▶ **Task goal**
Text in the records must be reproduced exactly, and pictures must be skipped.

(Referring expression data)
··········
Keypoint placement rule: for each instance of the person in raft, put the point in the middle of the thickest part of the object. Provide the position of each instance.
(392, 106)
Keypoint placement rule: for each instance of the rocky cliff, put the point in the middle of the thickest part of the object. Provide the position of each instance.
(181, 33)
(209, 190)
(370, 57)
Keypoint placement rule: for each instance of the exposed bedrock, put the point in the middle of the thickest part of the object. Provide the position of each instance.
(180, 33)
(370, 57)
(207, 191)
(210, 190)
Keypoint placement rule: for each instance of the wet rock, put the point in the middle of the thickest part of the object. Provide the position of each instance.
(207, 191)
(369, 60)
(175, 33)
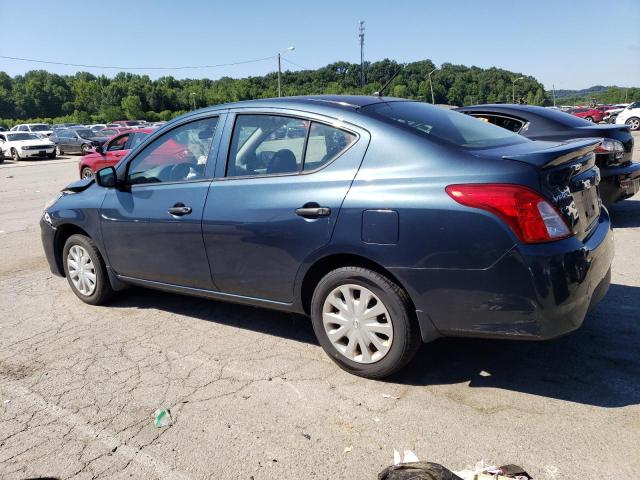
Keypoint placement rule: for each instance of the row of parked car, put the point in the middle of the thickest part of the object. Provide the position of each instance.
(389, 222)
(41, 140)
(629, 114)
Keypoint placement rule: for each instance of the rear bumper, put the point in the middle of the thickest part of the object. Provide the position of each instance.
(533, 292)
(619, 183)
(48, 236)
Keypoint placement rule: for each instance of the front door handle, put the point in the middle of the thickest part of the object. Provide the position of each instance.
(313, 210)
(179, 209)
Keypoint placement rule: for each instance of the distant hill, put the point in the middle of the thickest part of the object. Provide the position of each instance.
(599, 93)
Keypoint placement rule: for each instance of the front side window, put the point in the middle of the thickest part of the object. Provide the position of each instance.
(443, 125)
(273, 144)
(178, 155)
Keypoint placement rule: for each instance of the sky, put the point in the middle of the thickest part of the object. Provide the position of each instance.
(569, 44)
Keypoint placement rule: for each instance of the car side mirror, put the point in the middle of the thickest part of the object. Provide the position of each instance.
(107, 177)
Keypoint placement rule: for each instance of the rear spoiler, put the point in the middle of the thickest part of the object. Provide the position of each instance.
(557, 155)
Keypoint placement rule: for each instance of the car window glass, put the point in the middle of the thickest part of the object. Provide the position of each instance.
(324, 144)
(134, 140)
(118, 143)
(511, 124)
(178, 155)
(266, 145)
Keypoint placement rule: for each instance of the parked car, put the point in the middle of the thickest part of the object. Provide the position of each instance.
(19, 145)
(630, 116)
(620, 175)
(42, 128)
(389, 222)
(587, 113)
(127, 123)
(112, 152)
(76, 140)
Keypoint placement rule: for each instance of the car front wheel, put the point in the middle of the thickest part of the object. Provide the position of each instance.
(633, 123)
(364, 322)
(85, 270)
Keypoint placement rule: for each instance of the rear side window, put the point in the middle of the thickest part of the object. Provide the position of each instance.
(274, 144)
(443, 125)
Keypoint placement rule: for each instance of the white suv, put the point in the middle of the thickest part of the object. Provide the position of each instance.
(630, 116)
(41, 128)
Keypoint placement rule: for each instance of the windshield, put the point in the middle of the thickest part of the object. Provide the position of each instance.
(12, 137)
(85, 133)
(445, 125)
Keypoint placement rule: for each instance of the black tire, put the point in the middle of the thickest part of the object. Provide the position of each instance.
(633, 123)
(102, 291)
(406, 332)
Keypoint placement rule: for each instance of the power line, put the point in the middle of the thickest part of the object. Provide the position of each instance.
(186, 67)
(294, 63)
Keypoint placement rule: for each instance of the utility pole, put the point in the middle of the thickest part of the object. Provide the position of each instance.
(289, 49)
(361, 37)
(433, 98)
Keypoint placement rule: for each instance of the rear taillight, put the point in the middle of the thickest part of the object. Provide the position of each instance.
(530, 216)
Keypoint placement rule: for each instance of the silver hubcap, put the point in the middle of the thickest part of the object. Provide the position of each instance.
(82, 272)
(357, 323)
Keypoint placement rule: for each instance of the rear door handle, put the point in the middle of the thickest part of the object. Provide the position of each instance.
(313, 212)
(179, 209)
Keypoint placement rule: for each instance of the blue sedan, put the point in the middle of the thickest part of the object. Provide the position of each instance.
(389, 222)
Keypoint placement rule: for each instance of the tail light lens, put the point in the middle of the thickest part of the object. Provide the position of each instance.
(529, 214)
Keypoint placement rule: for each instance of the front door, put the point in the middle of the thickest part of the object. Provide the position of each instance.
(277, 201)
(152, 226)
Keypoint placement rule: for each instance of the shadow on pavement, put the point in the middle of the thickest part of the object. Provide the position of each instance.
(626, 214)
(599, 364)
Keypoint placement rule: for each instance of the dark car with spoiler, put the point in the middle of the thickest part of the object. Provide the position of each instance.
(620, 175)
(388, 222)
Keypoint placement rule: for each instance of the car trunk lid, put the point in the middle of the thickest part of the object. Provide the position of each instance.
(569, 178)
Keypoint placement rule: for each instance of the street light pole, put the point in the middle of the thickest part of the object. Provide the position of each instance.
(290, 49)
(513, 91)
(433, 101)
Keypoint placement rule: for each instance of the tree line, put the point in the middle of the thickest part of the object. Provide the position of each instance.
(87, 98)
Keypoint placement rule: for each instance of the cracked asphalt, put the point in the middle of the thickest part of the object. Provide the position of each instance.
··········
▶ **Exercise output**
Keypoint placement rule: for each instance of the person in raft, put the point in the middle of the thickest part of the object. Provide the position of each instance.
(392, 106)
Keypoint placement rule: for each instance of the rocky cliff, put the point in the middle of the thickest part of the object. Provide the position of each instance.
(181, 33)
(209, 190)
(370, 57)
Keypoint placement rule: for each instance of the exposed bedrock, put the point in the middle of the thickest part of the object. Provide the position of each instance.
(180, 33)
(370, 57)
(207, 191)
(210, 190)
Keypoint placement rule: for each instance of the wet rock, put the point in the middle of the thickest part of the object. Provide the position of each instance.
(207, 191)
(369, 60)
(175, 33)
Keypoint placement rule: for each instance of the row of parked car, put the point in the middle of the thickest part of the object. Provide the position of each instance.
(389, 222)
(41, 140)
(629, 114)
Keypoint placement rule: for each instance of the rear bumper, put the point in the middle of the thickest part of the object. Provide the position of each instance.
(533, 292)
(619, 183)
(48, 236)
Keypoint placement rule: for each instance of the front door handle, put the point in the middle of the thickest part of the object. Provide the position of each instance.
(313, 210)
(179, 209)
Keypoint placement rule: for each instance of the distant hill, put the point in the middle of the thickest part of the object. Provide the position of each instance.
(599, 93)
Keypoint placement rule: for each instance of the front side window, put the point in the middle of the thickest part of the object. Provide the position of each instance.
(443, 125)
(273, 144)
(178, 155)
Keypoint placement rule: for each instance of the sky, put the point in the middle of the thickest part of the object. Provide the position of each instance.
(569, 44)
Keypoint placement rule: for each instance of the car side mirror, put the point in the middle of the thickest part of the object. Provide the position of each instance.
(107, 177)
Keypoint placement rule: for each instance of the rear spoiler, put the point in the middle of the thickest part of the object. Provide the position of each instance.
(557, 155)
Keypoint placement rule: for each instance of the car window glass, put the point in the middle of the thickest part of the object. Provide the position of each instance.
(324, 144)
(134, 140)
(118, 143)
(511, 124)
(178, 155)
(266, 145)
Keypoint placement rule: for each instance of the parked car, put the point in the middle of the thickest part of the object. Provide the position of each instance.
(19, 145)
(630, 116)
(620, 175)
(42, 128)
(389, 222)
(587, 113)
(127, 123)
(112, 152)
(76, 140)
Keypoint placement rule: for each instance of the car front wheel, put the point in the middle of the thickest part of the object. Provide the position of each instance.
(633, 123)
(364, 322)
(85, 270)
Keypoint placement rule: for each instance of the rear side window, put the point in the middle of the thickest part of the object. Provide the position of each instance.
(274, 144)
(443, 125)
Keypoint placement rule: for each instance of the white suv, put the point in the middle of the thickest part of the object. Provide the position of each instance.
(630, 116)
(41, 128)
Keypoint placement rule: for each instance of the windshield, put the point in the middle of the thickest part of the object. Provide the position of each instance.
(12, 137)
(85, 133)
(445, 125)
Keypoint placement rule: for each instance of the black tire, put the point in the middle of the thickest part of the object. Provide the position of each instance.
(633, 123)
(102, 291)
(406, 332)
Keypoint placement rule: for each instance of the power line, put the point in the middle of the thickest part of the object. Provide the position of each instance.
(186, 67)
(294, 63)
Keypoint placement rule: for each instance of the utility pole, put the point in the middle of the thickest part of the object. Provide the position of each instance.
(289, 49)
(361, 37)
(433, 98)
Keypoint placement rule: for each instance of the rear taillight, put the point in the middle of the thickest part of the object. Provide the position of each instance.
(530, 216)
Keypoint placement rule: for each instance of the silver hubcap, put the point in the middle of the thickest part of the object. Provide the position of each instance.
(82, 272)
(357, 323)
Keypoint placement rule: for each instance of the rear door handle, put the point in the middle of the thickest part of the object. Provide the position of each instance.
(313, 212)
(179, 209)
Keypoint placement rule: for each instance of the blue sedan, put the point in the middle of the thickest part of the object. Provide the position of each instance.
(389, 222)
Keypoint placement rule: for each instance of the tail light lens, put the point in the middle of the thickest part of the object. Provide the position of each instance.
(529, 214)
Keypoint placement rule: for each instance of the front door, put the point in the middle of the thickest part of the object. Provide the position of each instance.
(277, 201)
(152, 226)
Keypoint placement rule: for each instance of the shadow on pavement, put the point in the middle of the thickest part of the object. Provide the position of each instance.
(626, 214)
(599, 364)
Keypoint placement rule: for each instance of the dark car with spoiler, put the point in the middle of the thickest part of the object. Provide the position of each instance.
(620, 175)
(388, 222)
Keypoint placement rule: for each instance of the car trunk lid, put the point in the middle of the thickest part of the object. Provide the position of each instance.
(569, 178)
Keypoint placement rule: for each instance of the street light pole, put the point in the middle of the thickest part of the object. Provide the position of each instance.
(290, 49)
(513, 91)
(433, 101)
Keypoint placement rule: for each instance of the tree line, put the point in the middle of the thickest part of the object. Provide the position of each instance.
(87, 98)
Keypoint placement rule: for each instance of the cracked asphalt, put the point in the middle of the thickest part of the object. Provide the position of each instance.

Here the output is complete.